» Given problem
Rewrite the entries between the line containing "Please mark the stone staircase" and the line containing "(1110, 438)", inclusive, changing every "stone" to "granite" and leaving all else unchanged. Give only those lines.
───── Provided information ─────
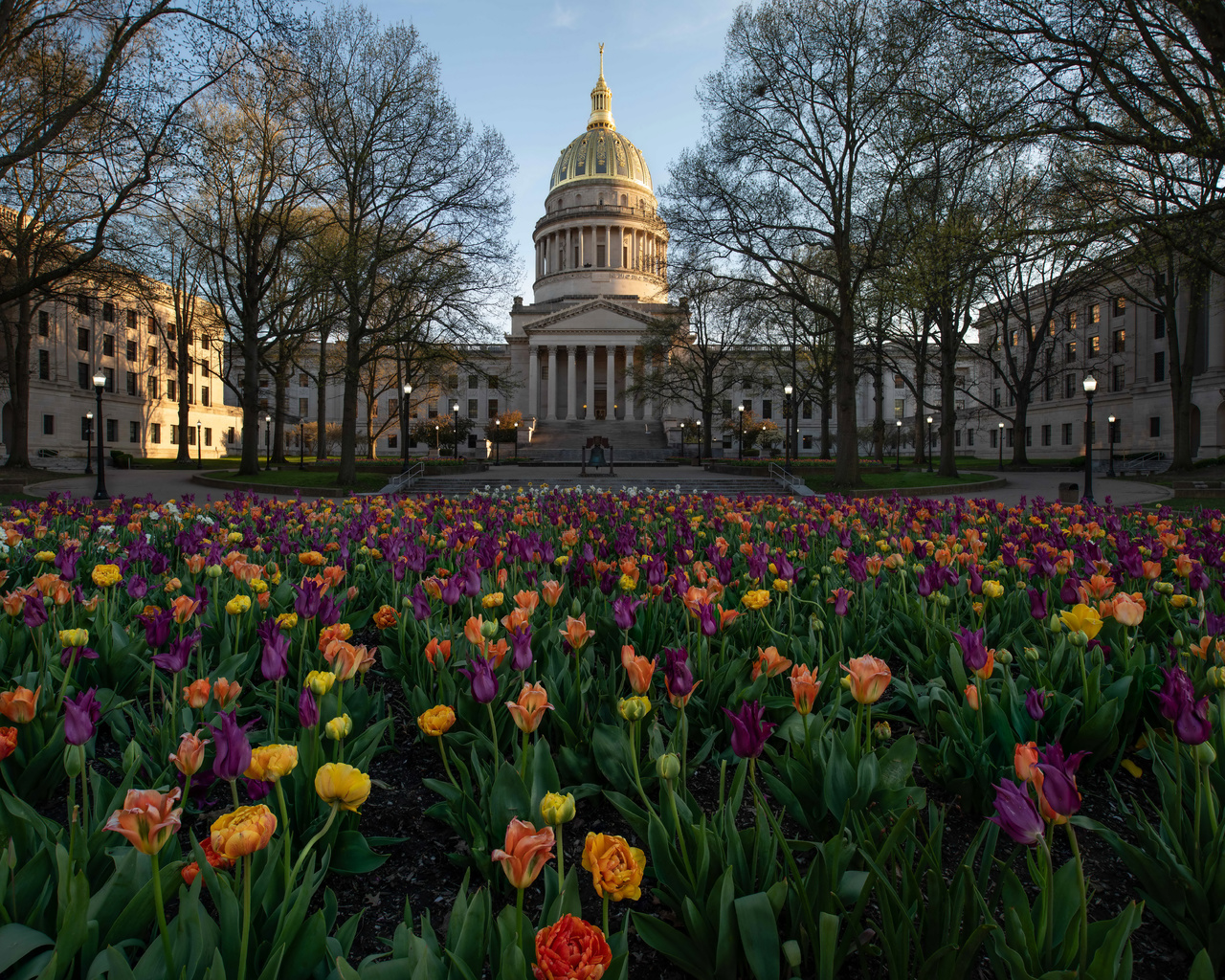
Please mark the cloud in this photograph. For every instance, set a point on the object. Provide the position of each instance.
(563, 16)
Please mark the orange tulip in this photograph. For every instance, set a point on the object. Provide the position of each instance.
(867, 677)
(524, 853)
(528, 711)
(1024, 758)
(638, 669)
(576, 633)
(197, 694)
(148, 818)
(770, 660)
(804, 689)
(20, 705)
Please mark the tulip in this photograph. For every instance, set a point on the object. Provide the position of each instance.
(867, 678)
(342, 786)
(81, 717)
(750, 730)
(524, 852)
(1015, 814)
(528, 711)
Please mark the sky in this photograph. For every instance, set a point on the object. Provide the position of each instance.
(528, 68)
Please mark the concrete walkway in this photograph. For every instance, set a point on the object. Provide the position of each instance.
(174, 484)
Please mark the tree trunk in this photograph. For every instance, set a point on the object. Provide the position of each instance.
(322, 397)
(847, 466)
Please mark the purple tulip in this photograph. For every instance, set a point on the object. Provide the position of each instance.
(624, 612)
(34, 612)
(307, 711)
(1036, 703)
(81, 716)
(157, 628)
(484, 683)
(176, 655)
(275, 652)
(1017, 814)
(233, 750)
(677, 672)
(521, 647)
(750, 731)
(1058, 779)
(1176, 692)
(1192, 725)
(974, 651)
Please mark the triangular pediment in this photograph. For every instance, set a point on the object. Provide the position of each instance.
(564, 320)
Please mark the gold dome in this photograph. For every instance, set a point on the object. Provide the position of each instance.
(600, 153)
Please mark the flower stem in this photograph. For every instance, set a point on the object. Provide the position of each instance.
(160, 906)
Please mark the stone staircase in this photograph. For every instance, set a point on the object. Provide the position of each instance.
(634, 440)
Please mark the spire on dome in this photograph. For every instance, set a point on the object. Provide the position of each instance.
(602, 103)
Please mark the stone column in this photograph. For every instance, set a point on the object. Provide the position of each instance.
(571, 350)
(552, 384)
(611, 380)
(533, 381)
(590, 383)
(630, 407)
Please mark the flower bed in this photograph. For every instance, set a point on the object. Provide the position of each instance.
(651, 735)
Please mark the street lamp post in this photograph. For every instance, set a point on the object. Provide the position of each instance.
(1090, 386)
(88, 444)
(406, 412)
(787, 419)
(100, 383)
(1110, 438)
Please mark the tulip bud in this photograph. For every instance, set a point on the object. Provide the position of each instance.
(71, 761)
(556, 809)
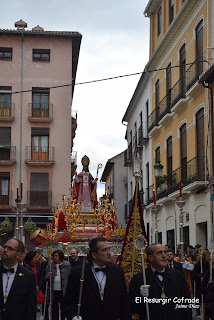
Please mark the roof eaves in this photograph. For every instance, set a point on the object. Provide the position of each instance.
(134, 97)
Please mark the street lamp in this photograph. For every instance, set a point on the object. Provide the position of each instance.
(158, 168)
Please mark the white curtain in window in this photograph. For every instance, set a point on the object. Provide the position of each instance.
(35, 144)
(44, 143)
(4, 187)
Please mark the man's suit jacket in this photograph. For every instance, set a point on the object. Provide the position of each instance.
─────
───── Provided information ─────
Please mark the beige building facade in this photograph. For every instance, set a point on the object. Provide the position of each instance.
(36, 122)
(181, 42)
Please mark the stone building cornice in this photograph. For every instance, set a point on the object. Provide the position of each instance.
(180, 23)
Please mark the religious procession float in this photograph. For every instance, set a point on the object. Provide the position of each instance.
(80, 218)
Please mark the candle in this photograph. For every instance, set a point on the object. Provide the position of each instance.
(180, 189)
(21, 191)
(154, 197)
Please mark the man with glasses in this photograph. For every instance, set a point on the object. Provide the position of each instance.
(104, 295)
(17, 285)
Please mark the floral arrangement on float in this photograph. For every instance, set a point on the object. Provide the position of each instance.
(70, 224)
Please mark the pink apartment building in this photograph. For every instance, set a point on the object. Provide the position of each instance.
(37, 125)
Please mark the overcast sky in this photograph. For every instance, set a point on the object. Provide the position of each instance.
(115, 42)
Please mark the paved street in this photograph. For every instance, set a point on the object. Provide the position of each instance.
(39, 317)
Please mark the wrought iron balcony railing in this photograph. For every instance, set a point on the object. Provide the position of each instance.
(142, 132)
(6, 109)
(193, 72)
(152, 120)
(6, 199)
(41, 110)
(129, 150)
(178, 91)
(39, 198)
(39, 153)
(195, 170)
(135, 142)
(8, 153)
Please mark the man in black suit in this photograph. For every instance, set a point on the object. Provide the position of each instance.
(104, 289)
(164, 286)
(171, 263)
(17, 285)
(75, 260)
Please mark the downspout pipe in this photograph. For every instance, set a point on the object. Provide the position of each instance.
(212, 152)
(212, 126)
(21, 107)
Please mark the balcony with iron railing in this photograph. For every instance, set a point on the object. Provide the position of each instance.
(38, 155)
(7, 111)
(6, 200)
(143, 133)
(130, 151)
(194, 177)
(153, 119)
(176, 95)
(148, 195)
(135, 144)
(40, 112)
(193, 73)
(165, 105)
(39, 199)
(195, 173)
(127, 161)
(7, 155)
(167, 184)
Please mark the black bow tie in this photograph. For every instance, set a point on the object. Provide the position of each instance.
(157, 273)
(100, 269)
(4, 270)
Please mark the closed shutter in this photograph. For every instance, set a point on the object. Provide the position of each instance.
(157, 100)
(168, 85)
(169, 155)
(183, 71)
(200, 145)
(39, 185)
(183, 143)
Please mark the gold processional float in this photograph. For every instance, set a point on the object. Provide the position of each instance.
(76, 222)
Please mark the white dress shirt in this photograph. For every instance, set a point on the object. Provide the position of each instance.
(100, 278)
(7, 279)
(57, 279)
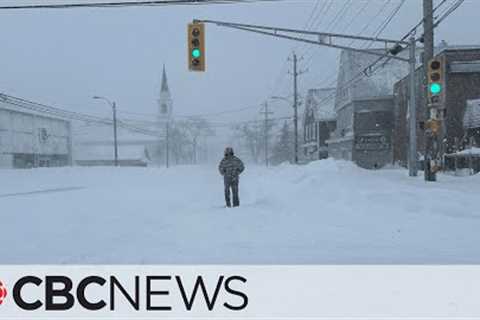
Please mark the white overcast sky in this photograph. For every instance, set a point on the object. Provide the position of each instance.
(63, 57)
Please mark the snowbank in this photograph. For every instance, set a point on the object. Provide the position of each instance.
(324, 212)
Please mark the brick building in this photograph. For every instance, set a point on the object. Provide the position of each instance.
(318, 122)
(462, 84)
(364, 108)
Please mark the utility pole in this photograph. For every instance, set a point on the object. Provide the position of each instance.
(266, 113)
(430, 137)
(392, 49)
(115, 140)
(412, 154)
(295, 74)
─────
───── Provided information ─────
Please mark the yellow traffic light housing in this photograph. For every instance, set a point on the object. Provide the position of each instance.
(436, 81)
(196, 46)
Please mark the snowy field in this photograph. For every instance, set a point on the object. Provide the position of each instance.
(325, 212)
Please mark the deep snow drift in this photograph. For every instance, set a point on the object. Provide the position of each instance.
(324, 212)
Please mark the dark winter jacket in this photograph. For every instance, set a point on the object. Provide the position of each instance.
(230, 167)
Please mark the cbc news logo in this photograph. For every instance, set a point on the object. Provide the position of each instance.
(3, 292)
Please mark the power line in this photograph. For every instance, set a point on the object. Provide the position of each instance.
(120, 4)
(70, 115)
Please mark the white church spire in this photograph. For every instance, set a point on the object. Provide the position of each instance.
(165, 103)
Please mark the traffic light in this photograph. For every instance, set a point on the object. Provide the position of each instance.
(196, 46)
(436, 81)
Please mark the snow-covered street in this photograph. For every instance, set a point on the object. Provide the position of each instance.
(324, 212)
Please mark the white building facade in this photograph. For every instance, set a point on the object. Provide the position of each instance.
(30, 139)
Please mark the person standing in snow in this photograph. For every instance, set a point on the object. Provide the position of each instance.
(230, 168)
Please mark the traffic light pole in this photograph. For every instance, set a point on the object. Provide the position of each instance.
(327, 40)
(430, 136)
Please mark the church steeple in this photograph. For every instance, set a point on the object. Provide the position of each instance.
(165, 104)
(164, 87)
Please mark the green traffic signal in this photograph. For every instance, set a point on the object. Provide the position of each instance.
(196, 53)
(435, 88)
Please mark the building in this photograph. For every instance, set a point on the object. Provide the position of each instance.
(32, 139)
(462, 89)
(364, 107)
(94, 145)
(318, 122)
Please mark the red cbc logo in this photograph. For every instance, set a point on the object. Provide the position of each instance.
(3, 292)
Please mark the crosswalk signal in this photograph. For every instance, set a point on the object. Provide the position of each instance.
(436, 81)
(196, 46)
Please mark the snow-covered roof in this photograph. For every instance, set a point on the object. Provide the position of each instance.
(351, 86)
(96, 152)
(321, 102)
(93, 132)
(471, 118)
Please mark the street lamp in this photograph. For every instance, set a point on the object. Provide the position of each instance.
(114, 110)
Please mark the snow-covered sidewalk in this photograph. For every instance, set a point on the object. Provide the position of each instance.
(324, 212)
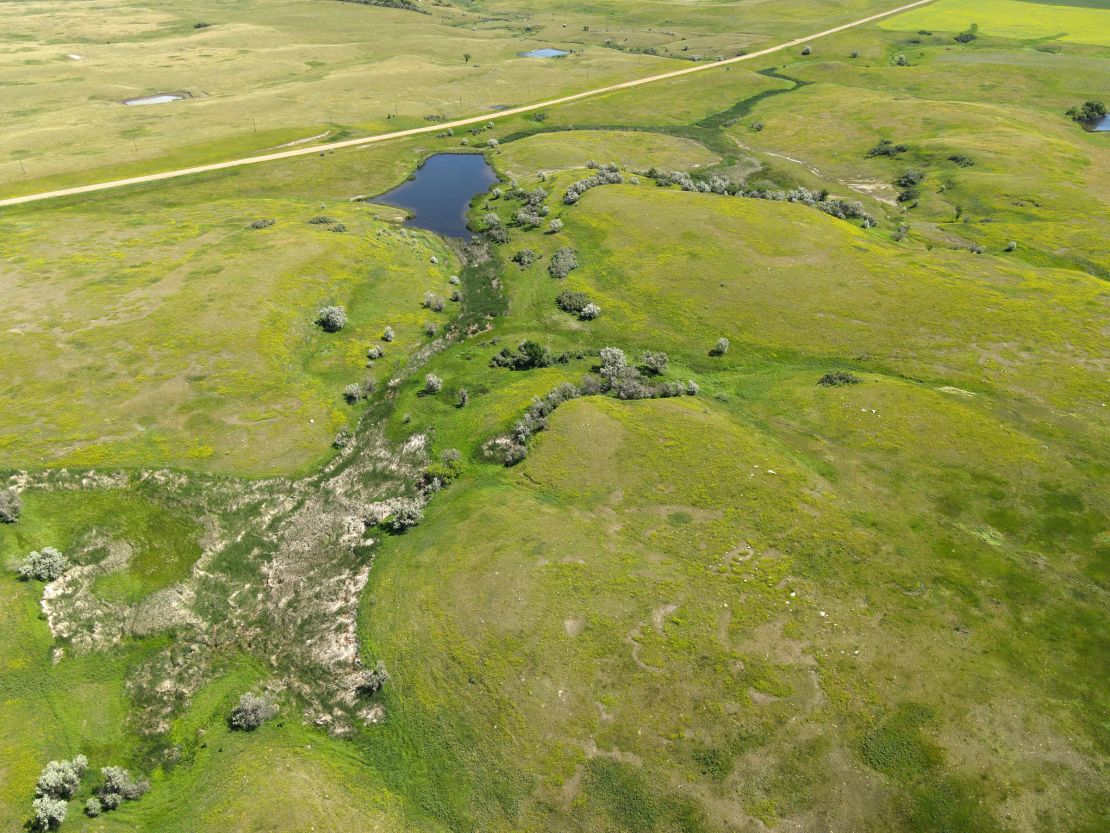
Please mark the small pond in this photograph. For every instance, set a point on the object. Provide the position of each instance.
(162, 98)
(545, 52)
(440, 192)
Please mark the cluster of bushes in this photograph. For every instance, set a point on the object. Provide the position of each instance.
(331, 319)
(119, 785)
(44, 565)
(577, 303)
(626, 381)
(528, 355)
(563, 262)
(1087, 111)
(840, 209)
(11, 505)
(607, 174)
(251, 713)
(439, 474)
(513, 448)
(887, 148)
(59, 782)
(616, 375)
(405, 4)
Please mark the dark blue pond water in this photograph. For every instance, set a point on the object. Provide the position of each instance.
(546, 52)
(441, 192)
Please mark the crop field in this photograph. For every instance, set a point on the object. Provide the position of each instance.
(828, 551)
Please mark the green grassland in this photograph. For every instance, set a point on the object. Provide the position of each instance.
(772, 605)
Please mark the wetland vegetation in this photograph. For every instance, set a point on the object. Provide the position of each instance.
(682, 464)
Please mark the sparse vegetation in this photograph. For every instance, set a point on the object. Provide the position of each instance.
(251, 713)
─────
» Correct result
Please mark the granite staircase in this photograph. For every instance, set a point on the object. Provide the position of each instance.
(634, 440)
Please mark the spire on dome in this photograph. For every instance, set a point on the object. Provide the position of each instance.
(602, 103)
Please mark the granite column in this photograph. For every instance, set a point on the object. Provide the position of each instance.
(571, 350)
(552, 384)
(611, 380)
(533, 381)
(590, 383)
(630, 407)
Please mark the flower bed in this photograph. For every instance, set a point on the object. Provide the position of each instance.
(651, 735)
Please mark the street lamp post in this photograph. For every instance, set a point on the object. Provide the position of each instance.
(1090, 386)
(88, 444)
(406, 412)
(787, 419)
(100, 383)
(1110, 438)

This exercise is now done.